Desafios →
**a)** De acordo com o trecho citado, que título apareceu na tela logo depois da resposta da namorada?
**b)** Resuma o trecho citado em duas frases.
**c)** Indique se cada afirmação a seguir concorda com o trecho citado, respondendo sim ou não e citando as palavras decisivas do texto: (i) O irmão mais velho agiu de acordo com a sua vontade. (ii) No início da cena, os escaladores estavam felizes. (iii) A situação foi provocada por escaladores que estavam abaixo deles.

Trecho citado →
- - - - - - -

Pegamos uma segunda fila, entramos na sala, as luzes se apagaram e apareceram na tela um casal de irmãos e um pai escalando uma montanha, felizes, radiantes e falantes até outros escaladores metros acima estragarem o dia e rapidamente a situação se tornar desesperadora, um zugzwang de vida ou morte, e a única solução para os irmãos sobreviverem era cortar a corda que sustentava o pai.


Para salvar a irmã e contra a sua vontade o irmão mais velho resolve este dilema na velocidade das situações limite, pegou o canivete, fez zugzwang zugzzugzwang na corda e o pai se estatelou lá embaixo no chão.


No exato segundo após a pancada eu disse rindo para a minha namorada:


- Cara, isto não é um corpo fechado.


E ela respondeu:


- Cara, este não é o corpo fechado.


E no exato segundo após ela falar isso apareceu na tela: VERTICAL LIMIT.

- - - - - - -

Dados da listagem →
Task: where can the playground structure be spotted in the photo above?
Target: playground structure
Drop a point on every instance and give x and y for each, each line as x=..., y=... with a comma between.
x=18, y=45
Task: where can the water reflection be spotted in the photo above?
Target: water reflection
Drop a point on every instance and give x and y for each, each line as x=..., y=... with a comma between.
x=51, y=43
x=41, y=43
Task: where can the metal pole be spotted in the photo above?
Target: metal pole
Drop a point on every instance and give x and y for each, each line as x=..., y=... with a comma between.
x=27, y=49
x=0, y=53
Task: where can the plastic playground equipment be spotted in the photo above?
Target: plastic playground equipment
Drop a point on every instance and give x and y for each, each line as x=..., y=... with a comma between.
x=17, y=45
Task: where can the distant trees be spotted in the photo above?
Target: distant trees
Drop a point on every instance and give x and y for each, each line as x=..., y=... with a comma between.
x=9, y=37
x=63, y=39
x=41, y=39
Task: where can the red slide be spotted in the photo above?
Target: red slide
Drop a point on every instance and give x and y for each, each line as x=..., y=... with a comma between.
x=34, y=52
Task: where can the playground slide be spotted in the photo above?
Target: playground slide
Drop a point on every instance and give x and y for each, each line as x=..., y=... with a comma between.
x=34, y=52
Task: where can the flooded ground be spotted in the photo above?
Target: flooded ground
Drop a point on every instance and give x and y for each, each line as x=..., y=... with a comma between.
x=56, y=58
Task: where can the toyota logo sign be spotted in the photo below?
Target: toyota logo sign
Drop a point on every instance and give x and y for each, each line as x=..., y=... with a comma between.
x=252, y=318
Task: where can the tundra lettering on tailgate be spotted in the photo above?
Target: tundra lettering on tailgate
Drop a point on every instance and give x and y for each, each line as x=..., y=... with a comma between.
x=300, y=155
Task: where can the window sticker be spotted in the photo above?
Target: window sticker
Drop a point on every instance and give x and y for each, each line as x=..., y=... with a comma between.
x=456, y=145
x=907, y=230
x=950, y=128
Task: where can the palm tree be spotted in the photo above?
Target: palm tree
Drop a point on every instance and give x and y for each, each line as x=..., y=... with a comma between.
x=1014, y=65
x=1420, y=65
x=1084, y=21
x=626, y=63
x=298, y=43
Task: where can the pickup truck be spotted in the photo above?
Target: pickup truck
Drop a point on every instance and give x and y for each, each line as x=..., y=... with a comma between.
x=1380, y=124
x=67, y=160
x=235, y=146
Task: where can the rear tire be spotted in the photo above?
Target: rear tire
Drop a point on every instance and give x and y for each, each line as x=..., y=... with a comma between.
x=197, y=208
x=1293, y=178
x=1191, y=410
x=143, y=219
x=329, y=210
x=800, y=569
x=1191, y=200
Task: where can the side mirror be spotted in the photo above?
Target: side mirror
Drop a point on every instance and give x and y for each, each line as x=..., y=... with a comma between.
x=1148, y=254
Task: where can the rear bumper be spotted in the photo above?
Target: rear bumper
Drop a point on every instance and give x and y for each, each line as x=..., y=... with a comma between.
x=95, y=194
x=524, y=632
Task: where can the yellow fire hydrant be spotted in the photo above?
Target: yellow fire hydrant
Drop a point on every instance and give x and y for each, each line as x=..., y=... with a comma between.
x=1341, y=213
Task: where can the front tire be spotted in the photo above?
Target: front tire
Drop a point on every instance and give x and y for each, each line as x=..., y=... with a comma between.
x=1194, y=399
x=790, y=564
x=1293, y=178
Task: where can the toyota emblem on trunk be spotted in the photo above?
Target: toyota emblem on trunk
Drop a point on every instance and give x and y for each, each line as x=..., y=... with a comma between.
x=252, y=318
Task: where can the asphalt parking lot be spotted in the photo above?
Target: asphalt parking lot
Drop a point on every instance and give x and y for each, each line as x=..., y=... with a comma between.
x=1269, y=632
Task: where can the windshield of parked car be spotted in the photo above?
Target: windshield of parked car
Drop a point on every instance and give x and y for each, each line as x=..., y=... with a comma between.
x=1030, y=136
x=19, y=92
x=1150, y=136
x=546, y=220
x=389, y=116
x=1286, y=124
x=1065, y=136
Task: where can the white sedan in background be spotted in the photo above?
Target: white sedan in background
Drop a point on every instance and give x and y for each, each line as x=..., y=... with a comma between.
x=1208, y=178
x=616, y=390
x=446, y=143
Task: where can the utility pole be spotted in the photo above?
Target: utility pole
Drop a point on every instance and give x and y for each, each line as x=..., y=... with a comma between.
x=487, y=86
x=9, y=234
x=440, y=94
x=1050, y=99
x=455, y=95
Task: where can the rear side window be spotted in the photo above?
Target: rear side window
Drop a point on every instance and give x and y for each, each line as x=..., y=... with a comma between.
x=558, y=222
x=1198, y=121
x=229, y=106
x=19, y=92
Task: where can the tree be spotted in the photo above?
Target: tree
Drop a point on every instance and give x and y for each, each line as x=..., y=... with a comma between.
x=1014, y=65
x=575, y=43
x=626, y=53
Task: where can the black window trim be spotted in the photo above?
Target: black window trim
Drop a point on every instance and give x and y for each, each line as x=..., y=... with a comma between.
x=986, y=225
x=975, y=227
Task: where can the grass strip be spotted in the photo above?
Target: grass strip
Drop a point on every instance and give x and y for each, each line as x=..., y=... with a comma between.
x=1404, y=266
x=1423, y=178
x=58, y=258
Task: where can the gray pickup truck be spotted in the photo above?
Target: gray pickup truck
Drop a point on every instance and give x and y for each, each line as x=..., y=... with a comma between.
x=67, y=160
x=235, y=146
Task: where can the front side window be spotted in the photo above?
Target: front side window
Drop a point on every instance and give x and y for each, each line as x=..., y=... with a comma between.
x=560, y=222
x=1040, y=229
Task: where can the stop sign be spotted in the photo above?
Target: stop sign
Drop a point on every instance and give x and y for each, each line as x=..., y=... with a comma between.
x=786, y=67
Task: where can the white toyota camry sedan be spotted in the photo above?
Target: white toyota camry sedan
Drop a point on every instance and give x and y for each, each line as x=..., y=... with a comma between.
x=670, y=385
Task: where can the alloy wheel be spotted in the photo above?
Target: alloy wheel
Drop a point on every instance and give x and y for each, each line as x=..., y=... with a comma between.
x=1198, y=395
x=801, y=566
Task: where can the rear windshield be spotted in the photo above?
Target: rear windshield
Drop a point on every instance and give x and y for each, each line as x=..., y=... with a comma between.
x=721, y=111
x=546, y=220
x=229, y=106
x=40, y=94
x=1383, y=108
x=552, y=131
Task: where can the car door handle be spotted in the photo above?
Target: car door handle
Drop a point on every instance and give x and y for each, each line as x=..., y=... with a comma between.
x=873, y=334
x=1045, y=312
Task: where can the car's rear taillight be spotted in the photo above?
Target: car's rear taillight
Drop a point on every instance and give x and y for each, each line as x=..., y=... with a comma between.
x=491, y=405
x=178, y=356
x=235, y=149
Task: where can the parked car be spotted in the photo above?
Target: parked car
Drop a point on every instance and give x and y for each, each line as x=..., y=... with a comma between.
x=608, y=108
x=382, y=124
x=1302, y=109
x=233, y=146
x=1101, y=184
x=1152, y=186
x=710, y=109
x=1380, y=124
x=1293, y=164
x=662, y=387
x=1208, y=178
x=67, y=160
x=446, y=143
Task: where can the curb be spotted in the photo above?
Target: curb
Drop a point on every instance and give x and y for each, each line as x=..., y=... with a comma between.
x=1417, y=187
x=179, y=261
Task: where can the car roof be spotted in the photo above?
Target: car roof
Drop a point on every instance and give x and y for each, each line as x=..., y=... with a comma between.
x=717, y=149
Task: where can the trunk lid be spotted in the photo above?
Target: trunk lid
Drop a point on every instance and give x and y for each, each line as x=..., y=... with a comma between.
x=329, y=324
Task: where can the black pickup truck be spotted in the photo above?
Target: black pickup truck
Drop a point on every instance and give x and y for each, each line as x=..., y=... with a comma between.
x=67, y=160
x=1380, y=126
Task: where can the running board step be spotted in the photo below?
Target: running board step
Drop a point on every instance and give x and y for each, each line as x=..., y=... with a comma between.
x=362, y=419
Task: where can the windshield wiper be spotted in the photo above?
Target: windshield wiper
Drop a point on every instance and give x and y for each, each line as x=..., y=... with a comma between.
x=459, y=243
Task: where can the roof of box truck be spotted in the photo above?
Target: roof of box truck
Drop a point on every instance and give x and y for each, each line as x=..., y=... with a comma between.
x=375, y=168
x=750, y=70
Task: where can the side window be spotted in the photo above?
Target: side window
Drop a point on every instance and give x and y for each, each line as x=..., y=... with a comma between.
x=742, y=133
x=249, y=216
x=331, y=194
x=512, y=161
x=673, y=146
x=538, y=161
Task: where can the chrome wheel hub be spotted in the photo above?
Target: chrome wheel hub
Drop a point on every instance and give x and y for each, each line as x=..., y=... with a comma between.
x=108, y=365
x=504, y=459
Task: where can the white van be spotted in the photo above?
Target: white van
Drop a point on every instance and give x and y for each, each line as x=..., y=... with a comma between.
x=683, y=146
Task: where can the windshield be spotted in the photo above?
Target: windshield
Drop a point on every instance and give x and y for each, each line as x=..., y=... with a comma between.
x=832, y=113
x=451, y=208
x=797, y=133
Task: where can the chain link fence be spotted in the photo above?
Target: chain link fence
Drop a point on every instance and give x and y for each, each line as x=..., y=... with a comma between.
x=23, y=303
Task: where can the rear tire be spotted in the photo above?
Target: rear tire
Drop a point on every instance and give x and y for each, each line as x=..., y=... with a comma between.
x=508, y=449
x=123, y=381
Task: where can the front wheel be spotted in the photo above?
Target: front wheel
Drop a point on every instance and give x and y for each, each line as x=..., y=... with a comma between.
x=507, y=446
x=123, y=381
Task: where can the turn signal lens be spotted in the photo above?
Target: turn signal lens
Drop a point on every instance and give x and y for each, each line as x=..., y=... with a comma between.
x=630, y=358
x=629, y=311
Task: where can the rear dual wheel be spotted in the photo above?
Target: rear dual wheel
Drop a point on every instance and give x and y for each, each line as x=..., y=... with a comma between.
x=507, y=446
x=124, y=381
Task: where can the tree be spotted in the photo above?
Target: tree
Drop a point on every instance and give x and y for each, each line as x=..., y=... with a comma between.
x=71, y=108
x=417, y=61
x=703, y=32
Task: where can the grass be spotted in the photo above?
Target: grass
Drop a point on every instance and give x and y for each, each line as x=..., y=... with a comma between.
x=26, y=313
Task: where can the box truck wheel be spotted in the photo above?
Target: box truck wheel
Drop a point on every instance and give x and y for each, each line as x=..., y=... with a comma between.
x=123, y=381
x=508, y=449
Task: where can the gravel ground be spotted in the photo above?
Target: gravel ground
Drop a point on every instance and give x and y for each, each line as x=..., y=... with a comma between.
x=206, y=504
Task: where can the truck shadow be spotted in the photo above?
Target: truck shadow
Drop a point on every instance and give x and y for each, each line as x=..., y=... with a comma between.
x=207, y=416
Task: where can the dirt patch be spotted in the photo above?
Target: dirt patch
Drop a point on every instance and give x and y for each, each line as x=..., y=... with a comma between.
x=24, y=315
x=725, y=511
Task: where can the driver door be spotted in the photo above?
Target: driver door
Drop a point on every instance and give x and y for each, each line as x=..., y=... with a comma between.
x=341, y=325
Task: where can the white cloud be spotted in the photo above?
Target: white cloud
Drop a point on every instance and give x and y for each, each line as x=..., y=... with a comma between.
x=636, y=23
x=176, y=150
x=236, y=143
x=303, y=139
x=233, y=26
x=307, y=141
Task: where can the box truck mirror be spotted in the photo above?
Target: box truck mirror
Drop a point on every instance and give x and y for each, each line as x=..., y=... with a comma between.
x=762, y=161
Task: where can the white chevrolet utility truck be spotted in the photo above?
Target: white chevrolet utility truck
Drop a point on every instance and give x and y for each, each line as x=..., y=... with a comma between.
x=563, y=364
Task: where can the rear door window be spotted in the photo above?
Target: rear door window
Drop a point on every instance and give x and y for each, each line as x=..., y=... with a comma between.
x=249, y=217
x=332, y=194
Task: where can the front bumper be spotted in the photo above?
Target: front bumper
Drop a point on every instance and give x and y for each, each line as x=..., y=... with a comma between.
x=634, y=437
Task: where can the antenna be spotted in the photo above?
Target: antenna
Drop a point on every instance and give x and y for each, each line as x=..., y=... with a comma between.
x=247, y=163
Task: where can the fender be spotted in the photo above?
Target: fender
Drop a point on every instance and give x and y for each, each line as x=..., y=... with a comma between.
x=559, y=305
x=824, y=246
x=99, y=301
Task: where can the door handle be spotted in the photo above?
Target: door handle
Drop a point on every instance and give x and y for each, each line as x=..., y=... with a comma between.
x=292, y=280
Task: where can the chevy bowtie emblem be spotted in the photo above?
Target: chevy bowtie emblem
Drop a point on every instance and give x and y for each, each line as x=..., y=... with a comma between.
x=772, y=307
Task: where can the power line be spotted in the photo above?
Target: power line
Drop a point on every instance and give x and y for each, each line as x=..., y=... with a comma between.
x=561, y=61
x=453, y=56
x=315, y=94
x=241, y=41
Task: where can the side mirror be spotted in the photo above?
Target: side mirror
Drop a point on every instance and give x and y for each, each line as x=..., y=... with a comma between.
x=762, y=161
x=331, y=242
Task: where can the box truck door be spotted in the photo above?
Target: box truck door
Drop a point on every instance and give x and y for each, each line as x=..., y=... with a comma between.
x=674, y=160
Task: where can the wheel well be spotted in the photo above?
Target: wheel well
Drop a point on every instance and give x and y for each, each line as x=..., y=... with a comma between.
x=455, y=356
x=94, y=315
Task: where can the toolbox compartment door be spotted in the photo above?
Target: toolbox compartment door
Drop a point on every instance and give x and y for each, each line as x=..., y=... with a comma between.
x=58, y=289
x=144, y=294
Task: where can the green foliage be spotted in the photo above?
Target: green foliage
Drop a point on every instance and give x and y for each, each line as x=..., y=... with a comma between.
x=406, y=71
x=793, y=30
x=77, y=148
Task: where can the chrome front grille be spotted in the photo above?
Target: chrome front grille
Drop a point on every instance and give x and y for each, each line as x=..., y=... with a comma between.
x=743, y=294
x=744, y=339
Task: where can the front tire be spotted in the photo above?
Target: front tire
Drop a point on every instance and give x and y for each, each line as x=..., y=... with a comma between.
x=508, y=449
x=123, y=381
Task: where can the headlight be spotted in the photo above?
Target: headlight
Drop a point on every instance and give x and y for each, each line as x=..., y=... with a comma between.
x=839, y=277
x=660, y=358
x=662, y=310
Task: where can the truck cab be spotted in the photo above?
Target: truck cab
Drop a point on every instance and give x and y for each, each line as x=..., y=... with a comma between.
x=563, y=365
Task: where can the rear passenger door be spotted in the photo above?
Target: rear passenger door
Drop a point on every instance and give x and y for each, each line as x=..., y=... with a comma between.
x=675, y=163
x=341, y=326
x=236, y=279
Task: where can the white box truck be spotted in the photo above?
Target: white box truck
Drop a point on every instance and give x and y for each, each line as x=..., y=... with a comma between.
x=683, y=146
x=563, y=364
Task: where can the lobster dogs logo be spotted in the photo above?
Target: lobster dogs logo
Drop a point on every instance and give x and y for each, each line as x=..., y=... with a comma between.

- - - - - - -

Respostas completas →
**a)** VERTICAL LIMIT.

**b)** Numa sala de cinema, a tela mostra dois irmãos e o pai escalando uma montanha até que outros escaladores mais acima tornam a situação desesperadora, e o irmão mais velho, para salvar a irmã, usa o canivete na corda que sustentava o pai, que cai no chão. Logo após a queda, quem narra comenta com a namorada que aquilo não é um corpo fechado, ela responde que aquele não é o corpo fechado, e em seguida aparece na tela VERTICAL LIMIT.

**c)**
(i) Não: "contra a sua vontade o irmão mais velho resolve este dilema".
(ii) Sim: "felizes, radiantes e falantes".
(iii) Não: "outros escaladores metros acima estragarem o dia".